## Written request
Please copy the part of the data that runs from the line containing "Note: for this drill we locate the black" through the end of the data, and change "shirt collar" to "coat collar" while leaving everything else as is.

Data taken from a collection
********

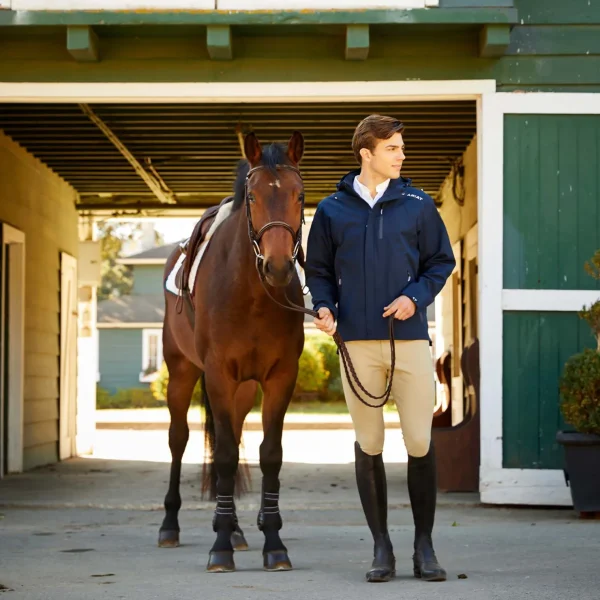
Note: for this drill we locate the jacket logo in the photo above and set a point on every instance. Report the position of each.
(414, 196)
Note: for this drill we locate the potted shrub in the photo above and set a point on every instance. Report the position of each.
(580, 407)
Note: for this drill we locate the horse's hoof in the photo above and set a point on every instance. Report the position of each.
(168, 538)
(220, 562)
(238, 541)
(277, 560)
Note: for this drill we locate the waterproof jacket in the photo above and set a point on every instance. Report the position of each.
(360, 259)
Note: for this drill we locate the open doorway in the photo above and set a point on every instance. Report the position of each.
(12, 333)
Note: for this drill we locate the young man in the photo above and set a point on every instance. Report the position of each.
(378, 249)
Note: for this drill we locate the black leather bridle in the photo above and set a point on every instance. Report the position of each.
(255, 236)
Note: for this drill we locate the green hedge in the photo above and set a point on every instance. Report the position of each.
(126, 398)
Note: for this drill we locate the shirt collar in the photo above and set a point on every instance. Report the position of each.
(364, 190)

********

## Result of this exercise
Note: for this drill we locate the black leather bridle in the photo above and set a point on every instance. Report the position of each.
(255, 236)
Note: for this drill we locate the green hedge in the photo above and set a point on every instance. Report the position of each.
(126, 398)
Note: for this drill we locate the coat collar in the photo above and set a point on every instance. Report the position of each.
(364, 190)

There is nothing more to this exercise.